* REQUIRED WORK:
Please format the whole listing below as a numbered list, with blank lines omitted and the pictures left out.

* RECORDS SHOWN:
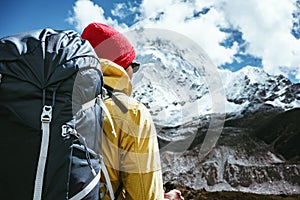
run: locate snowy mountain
[133,31,300,194]
[133,31,300,127]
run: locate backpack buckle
[41,105,52,123]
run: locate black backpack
[0,29,113,200]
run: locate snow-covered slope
[133,32,300,126]
[127,30,300,194]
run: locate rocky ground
[165,183,300,200]
[160,109,300,200]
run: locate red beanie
[82,23,135,69]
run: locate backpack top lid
[0,29,103,129]
[0,29,100,89]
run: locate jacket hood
[99,59,132,96]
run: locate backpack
[0,29,114,200]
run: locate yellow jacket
[100,59,163,200]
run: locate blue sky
[0,0,300,82]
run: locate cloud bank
[68,0,300,81]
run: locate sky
[0,0,300,83]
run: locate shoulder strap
[104,85,128,113]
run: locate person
[82,23,184,200]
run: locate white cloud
[67,0,127,32]
[219,0,300,78]
[70,0,300,81]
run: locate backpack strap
[70,167,101,200]
[104,85,128,113]
[33,105,52,200]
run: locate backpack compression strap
[33,105,52,200]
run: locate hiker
[82,23,184,200]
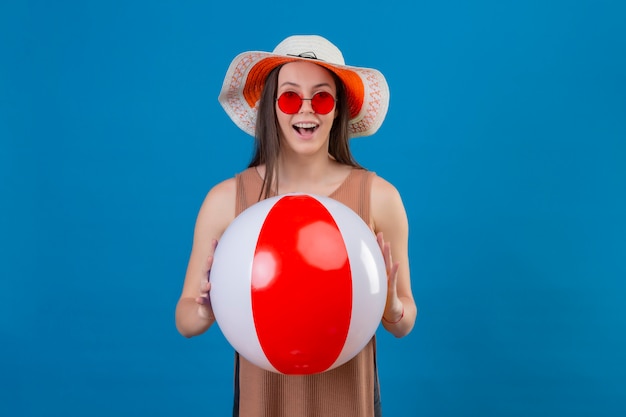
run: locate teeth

* WRITTEN ANSWER:
1. run: locate snowy mountain
2. [133,31,300,194]
3. [133,31,300,127]
4. run: locate backpack buckle
5. [41,105,52,123]
6. run: locate black backpack
7. [0,29,113,200]
8. run: locate snow-covered slope
9. [133,32,300,126]
10. [127,30,300,194]
11. run: locate rocky ground
12. [165,183,300,200]
13. [160,109,300,200]
14. run: locate red beanie
15. [82,23,135,69]
16. run: locate backpack top lid
17. [0,29,103,129]
18. [0,29,100,89]
19. run: locate jacket hood
20. [99,59,132,96]
21. run: locate backpack
22. [0,29,114,200]
23. run: locate yellow jacket
24. [100,59,163,200]
25. run: locate blue sky
26. [0,0,300,82]
27. run: locate cloud bank
28. [68,0,300,81]
29. run: locate sky
30. [0,0,300,83]
31. run: locate shoulder strap
32. [104,85,128,113]
33. run: locate person
34. [82,23,184,200]
35. run: locate white cloud
36. [67,0,127,32]
37. [219,0,300,78]
38. [70,0,300,81]
39. run: locate backpack strap
40. [70,167,101,200]
41. [104,85,128,113]
42. [33,105,52,200]
43. run: locate backpack compression strap
44. [33,105,52,200]
45. run: locate hiker
46. [82,23,184,200]
47. run: locate teeth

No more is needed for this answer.